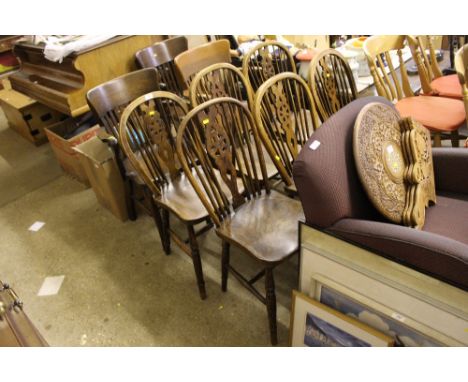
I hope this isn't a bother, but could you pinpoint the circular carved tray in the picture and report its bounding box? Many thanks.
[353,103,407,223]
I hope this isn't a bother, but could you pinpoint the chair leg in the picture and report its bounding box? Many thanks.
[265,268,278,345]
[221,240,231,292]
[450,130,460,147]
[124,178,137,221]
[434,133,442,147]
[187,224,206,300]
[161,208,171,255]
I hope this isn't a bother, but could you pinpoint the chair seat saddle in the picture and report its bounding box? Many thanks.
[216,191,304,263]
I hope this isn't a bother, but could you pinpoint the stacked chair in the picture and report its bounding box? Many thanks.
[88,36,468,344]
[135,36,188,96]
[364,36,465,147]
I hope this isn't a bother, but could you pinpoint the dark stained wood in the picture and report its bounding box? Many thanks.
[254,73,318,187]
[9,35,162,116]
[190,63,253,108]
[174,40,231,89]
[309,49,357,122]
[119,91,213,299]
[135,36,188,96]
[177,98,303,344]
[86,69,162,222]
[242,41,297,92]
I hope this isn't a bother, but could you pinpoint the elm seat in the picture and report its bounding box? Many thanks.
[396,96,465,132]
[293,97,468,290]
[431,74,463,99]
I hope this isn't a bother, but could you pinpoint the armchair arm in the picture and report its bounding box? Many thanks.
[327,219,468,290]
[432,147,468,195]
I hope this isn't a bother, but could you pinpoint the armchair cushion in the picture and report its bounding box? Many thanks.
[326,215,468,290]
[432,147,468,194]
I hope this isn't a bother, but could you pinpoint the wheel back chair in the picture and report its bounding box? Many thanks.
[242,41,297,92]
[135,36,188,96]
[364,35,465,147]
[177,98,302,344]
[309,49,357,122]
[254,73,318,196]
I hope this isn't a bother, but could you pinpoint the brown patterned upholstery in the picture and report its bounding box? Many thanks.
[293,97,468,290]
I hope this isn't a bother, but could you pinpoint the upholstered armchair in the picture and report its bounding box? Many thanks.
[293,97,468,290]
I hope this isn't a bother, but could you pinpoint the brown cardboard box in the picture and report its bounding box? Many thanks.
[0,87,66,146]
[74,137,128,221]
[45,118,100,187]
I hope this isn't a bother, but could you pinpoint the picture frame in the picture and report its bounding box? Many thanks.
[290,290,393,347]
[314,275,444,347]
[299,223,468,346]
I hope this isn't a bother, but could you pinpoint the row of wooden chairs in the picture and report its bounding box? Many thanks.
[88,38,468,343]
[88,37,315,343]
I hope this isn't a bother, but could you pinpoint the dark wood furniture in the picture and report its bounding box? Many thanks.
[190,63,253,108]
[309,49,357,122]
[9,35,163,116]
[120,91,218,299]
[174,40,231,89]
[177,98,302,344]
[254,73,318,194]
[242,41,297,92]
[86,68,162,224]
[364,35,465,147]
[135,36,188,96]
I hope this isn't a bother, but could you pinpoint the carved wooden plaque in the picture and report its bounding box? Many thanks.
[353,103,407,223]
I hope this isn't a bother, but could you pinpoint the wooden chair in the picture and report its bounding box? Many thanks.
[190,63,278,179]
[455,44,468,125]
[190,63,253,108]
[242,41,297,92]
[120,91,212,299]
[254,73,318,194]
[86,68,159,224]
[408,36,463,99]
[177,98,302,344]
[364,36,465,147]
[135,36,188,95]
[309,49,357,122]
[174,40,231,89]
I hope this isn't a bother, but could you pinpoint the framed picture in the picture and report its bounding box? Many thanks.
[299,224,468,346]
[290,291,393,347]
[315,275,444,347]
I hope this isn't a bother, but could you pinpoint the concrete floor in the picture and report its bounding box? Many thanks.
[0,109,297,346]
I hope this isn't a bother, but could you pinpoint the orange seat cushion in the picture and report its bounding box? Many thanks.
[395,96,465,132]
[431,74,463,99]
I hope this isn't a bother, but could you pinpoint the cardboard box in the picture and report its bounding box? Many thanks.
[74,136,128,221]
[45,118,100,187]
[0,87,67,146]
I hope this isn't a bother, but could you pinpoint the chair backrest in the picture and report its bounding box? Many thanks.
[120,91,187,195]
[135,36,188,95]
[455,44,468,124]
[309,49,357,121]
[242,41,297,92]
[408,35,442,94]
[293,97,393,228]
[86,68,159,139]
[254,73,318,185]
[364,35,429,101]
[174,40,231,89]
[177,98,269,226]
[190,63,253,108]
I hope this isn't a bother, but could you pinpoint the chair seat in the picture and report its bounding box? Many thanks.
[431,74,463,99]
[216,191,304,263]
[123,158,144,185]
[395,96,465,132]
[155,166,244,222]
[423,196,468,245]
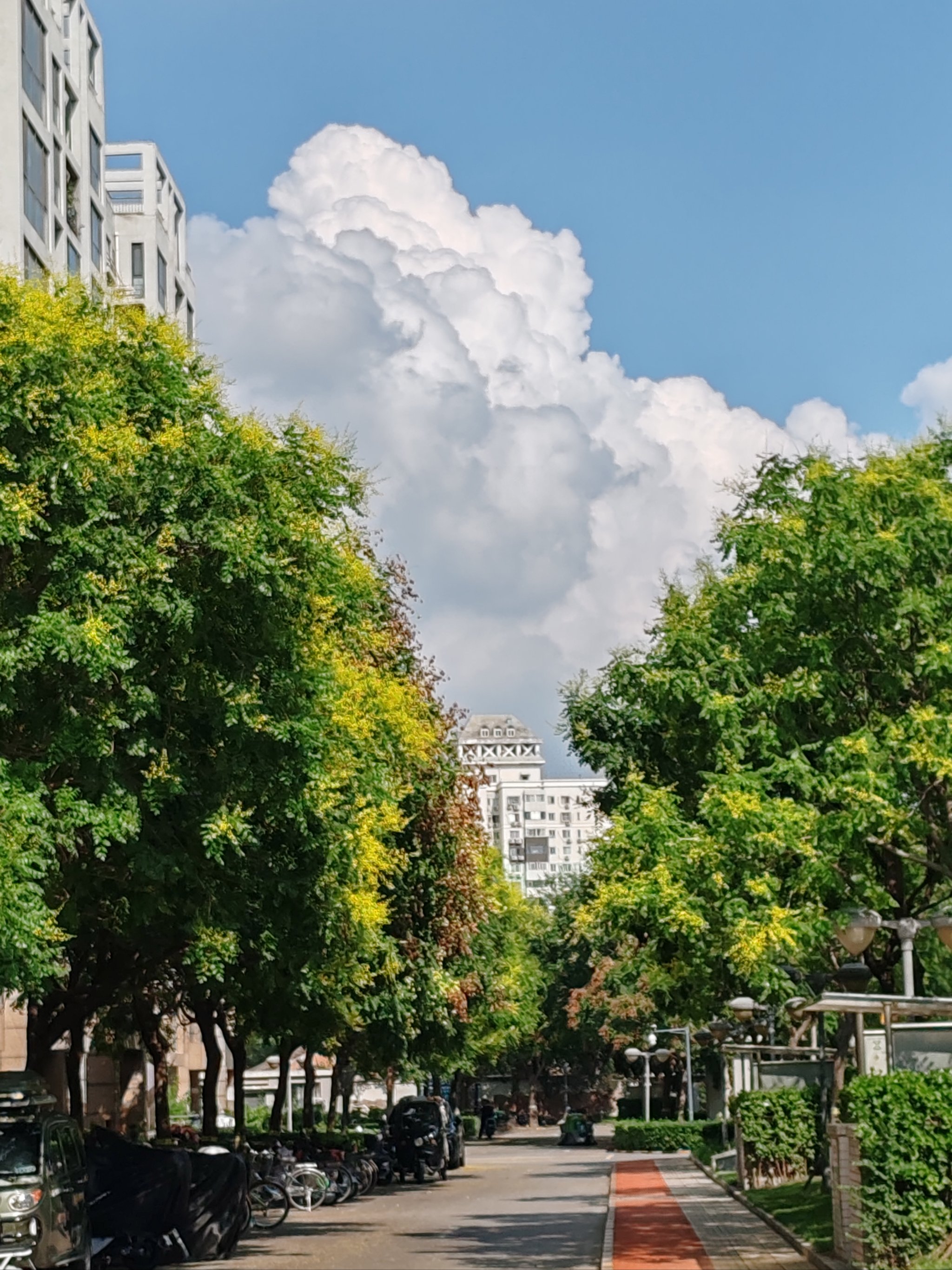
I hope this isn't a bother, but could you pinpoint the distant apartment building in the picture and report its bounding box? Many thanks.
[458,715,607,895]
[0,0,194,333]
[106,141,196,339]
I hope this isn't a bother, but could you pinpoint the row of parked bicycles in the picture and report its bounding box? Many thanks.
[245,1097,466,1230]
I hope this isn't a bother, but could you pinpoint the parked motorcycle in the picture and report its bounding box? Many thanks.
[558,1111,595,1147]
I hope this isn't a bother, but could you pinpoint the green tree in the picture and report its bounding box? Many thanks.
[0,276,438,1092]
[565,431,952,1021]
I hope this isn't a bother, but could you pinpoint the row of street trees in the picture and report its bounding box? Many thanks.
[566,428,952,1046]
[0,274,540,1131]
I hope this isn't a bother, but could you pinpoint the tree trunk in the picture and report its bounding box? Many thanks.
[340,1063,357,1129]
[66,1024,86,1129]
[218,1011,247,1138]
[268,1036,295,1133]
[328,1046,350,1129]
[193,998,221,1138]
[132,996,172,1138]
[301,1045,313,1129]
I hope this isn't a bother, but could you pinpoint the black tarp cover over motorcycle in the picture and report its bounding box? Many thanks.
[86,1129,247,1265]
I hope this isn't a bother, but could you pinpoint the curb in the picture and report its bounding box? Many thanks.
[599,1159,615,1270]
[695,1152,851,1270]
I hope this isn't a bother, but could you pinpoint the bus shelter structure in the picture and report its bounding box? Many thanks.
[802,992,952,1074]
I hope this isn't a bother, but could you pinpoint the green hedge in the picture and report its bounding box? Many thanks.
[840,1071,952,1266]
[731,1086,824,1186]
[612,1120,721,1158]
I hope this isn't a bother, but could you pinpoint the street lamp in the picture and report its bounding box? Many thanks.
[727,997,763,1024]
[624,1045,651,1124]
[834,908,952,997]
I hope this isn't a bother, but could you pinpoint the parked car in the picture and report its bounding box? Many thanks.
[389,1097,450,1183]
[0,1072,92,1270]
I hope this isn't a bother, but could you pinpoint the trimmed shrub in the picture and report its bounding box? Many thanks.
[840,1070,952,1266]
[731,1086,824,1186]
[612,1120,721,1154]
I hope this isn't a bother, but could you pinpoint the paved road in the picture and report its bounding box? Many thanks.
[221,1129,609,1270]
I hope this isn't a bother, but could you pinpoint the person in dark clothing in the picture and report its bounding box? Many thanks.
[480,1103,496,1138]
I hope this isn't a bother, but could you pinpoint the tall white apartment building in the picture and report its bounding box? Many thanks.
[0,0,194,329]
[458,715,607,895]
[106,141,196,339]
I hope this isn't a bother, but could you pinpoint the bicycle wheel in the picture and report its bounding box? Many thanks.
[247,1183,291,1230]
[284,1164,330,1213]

#####

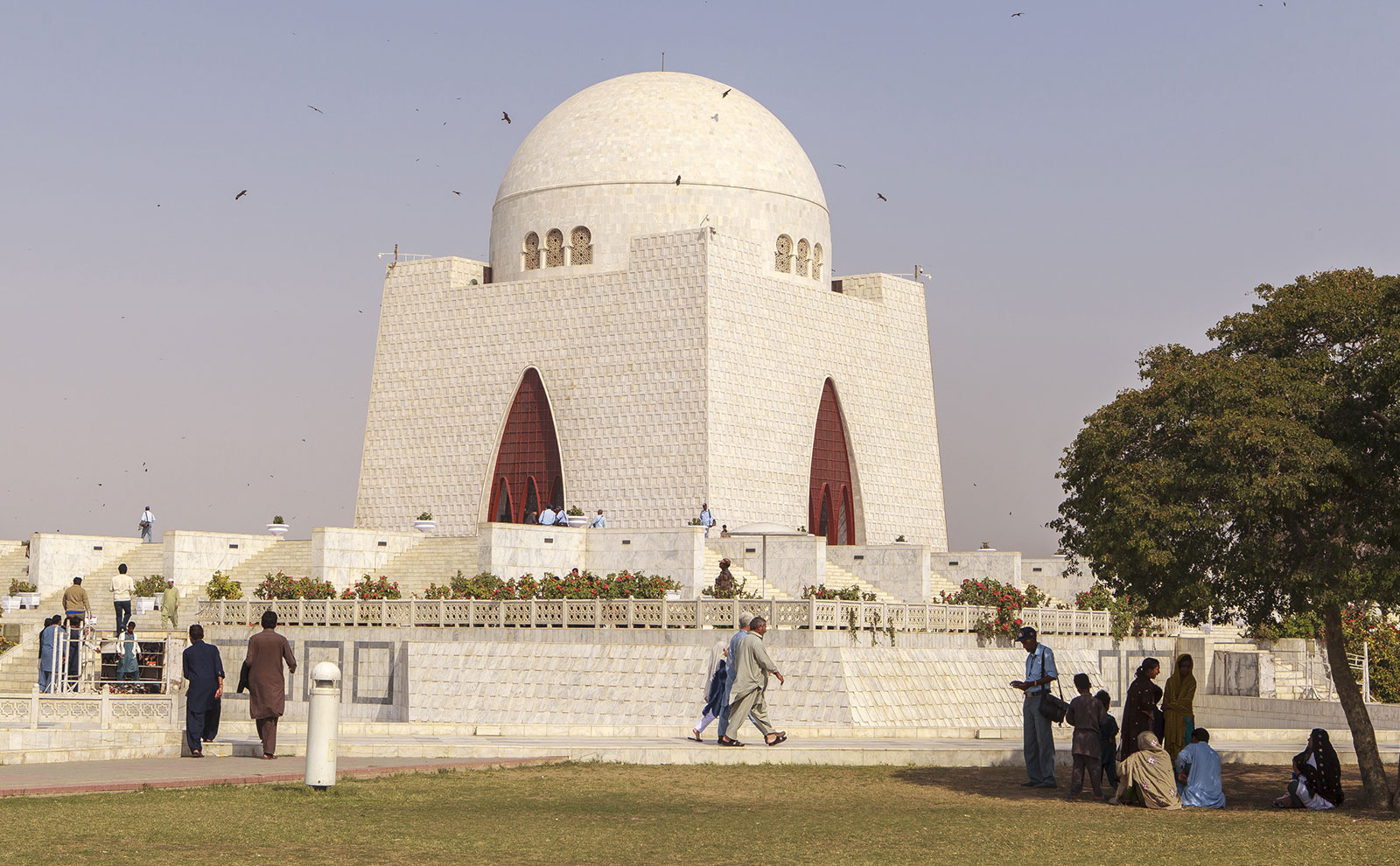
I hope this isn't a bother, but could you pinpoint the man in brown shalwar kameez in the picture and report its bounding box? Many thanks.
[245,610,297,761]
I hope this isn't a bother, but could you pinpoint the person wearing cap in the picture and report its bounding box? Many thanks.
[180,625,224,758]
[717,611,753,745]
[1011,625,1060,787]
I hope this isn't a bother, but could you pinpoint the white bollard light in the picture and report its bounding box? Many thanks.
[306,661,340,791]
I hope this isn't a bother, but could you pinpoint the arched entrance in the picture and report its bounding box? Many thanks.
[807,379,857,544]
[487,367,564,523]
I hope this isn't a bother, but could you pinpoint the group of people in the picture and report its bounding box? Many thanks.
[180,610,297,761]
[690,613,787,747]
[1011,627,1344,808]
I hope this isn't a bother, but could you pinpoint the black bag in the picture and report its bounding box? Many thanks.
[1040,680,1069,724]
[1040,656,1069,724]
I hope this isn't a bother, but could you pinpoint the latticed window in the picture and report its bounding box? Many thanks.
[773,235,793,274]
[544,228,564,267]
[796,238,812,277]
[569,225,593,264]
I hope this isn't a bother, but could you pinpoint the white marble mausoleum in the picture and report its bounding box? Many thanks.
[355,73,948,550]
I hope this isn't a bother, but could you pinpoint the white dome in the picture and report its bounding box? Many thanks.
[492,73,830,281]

#####

## AIM OF THE TASK:
Reprint the data word for word, from the line with "pinpoint the carved" up to and including the line with "[315,275,444,347]".

## RESPONSE TO THIS TASK:
I hope this isn't a bother, but could you pinpoint the carved wooden plaque in the picture and report its bounding box? Many thanks.
[353,103,407,223]
I hope this isn't a bother, but could you pinpoint the wooden chair in the picture and report its bounding box? Many thanks.
[190,63,278,179]
[455,44,468,125]
[190,63,253,108]
[242,41,297,92]
[120,91,212,299]
[254,73,318,194]
[86,68,159,224]
[408,36,463,99]
[177,98,302,344]
[364,36,465,147]
[135,36,188,95]
[309,49,357,122]
[174,40,231,89]
I hope this isn't a bother, but could you pinpoint the framed picture in the picture and report its bounding box? Many thanks.
[299,224,468,346]
[290,291,393,347]
[315,275,444,347]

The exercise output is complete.